■ **SOURCE TEXT**
Background tasks (spawned by Router::new):
  cpu_dispatch_loop   -- drains mpsc channel with spawn_blocking + Semaphore
  batch_flusher       -- round-robin per-kind flush at batch_max_delay_ms


Periodic ticks (caller-driven, e.g. every 10 s):
  Router::autoscale_tick()       -- OLS demand forecast, adjusts cpu_queue_cap
  Router::maybe_adapt_threshold() -- raises spawn_threshold when CpuPool P95 > budget


HTTP server (web::serve):
  GET  /             -- dark dashboard (SSE + polling, vanilla JS, no deps)
  GET  /health       -- liveness probe
  GET  /metrics      -- Prometheus text format
  GET  /api/stats    -- JSON snapshot (completed, dropped, latency, pressure)
  GET  /api/config   -- current RouterConfig as JSON
  POST /api/config   -- replace full config (validates before applying)
  PATCH /api/config  -- sparse update (missing fields retain current values)

■ **WORK INSTRUCTIONS**
a - Condense the router overview's paragraph beginning "Periodic ticks (caller-driven" into a single sentence, keeping both methods and what each does.
b - According to the router overview, what happens to fields left out of a PATCH /api/config request?
The material that follows has no connection to the router overview.

■ **RECORDS PROVIDED**
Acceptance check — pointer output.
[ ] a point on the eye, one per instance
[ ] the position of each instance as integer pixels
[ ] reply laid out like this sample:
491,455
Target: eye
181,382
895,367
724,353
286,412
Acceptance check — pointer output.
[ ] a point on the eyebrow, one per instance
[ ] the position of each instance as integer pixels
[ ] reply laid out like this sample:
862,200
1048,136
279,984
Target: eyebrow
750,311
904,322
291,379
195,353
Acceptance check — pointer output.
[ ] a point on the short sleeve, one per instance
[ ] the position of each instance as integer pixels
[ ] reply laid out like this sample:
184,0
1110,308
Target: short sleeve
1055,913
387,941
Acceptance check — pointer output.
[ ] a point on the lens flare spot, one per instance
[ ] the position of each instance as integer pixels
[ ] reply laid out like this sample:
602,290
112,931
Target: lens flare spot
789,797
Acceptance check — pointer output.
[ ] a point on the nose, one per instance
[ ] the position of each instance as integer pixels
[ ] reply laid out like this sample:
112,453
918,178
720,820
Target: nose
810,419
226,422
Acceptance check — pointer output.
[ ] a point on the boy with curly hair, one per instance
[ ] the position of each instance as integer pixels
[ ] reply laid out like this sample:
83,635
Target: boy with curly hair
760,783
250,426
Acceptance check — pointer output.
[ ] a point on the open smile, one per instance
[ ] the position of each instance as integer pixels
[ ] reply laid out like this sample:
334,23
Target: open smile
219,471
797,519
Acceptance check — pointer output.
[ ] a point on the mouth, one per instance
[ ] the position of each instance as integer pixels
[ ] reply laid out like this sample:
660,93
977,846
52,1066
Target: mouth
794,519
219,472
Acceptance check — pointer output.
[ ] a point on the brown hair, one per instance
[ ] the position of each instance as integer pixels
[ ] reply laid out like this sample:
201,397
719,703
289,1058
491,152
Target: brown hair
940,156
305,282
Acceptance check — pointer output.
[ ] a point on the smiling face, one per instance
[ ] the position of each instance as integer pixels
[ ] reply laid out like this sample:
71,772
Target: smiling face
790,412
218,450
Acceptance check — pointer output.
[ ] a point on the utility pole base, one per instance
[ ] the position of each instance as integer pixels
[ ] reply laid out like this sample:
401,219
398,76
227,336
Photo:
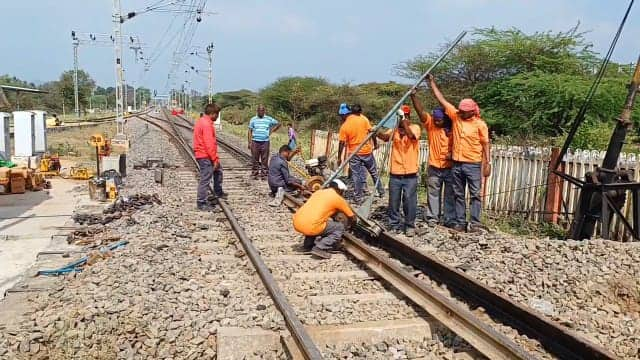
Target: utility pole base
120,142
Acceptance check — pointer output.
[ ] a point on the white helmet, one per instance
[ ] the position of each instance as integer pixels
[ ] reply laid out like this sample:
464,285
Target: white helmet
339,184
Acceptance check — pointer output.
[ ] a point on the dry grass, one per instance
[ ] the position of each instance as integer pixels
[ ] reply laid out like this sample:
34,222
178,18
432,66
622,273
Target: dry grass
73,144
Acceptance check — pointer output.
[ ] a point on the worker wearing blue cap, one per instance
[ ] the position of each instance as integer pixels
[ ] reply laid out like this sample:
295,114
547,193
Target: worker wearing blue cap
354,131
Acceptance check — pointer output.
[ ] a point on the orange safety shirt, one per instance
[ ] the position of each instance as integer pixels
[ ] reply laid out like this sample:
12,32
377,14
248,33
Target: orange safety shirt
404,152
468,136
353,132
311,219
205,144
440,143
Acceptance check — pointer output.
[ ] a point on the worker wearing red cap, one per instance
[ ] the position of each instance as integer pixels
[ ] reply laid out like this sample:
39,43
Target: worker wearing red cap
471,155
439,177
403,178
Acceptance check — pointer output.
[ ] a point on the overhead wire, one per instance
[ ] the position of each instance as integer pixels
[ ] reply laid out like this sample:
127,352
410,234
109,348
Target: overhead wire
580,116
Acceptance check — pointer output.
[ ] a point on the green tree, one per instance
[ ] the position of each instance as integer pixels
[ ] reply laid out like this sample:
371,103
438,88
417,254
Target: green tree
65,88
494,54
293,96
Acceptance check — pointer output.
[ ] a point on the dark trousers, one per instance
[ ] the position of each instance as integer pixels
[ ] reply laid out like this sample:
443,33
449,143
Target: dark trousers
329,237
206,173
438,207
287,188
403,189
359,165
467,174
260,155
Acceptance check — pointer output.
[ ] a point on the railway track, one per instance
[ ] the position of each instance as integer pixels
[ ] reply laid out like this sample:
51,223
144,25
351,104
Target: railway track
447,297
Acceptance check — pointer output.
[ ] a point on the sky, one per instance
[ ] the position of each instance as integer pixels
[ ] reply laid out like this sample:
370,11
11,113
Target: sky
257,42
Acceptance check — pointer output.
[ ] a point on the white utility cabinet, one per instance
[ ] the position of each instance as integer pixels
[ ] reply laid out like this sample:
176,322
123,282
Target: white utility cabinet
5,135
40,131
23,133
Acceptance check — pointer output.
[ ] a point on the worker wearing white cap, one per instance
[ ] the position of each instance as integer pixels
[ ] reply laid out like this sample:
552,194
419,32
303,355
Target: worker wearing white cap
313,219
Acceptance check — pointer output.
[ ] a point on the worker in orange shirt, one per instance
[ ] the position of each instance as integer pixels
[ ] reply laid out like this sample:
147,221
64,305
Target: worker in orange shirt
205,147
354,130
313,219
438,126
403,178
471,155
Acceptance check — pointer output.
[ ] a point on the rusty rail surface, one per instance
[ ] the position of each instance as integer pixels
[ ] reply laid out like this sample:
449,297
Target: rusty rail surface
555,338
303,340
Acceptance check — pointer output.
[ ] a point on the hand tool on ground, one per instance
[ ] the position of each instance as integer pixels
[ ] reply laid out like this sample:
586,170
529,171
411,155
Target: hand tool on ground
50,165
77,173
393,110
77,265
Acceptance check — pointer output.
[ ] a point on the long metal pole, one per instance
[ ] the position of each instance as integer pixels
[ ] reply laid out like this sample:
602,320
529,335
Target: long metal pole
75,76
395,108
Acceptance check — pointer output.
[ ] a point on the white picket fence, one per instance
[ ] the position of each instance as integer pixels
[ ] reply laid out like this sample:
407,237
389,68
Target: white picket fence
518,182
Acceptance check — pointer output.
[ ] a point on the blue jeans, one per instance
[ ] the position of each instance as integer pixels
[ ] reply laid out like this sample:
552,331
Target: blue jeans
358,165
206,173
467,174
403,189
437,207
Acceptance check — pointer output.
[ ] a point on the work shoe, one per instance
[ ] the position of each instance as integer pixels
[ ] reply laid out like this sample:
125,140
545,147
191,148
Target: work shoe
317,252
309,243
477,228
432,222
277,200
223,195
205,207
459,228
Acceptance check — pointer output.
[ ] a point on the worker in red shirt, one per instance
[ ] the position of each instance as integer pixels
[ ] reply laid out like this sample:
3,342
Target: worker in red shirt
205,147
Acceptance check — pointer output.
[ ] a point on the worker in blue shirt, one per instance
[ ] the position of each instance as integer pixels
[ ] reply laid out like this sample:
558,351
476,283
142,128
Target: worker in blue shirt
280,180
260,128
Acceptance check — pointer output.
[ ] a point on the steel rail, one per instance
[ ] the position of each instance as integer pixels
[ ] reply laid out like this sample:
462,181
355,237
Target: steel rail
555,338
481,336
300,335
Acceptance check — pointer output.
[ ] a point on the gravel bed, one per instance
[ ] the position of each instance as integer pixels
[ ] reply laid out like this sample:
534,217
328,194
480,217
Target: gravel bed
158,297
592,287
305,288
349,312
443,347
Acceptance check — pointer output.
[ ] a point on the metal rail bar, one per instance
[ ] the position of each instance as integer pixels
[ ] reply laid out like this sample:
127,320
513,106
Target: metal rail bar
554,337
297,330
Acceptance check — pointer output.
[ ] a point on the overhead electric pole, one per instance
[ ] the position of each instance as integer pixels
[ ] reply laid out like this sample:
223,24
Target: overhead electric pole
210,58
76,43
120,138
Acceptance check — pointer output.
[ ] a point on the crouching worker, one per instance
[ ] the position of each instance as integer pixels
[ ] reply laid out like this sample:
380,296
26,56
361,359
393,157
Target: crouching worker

■ **SOLUTIONS FOR EACH TASK**
a - The caller runs two periodic ticks, for example every 10 s: Router::autoscale_tick() adjusts cpu_queue_cap using an OLS demand forecast, and Router::maybe_adapt_threshold() raises spawn_threshold when CpuPool P95 exceeds the budget.

b - They retain their current values.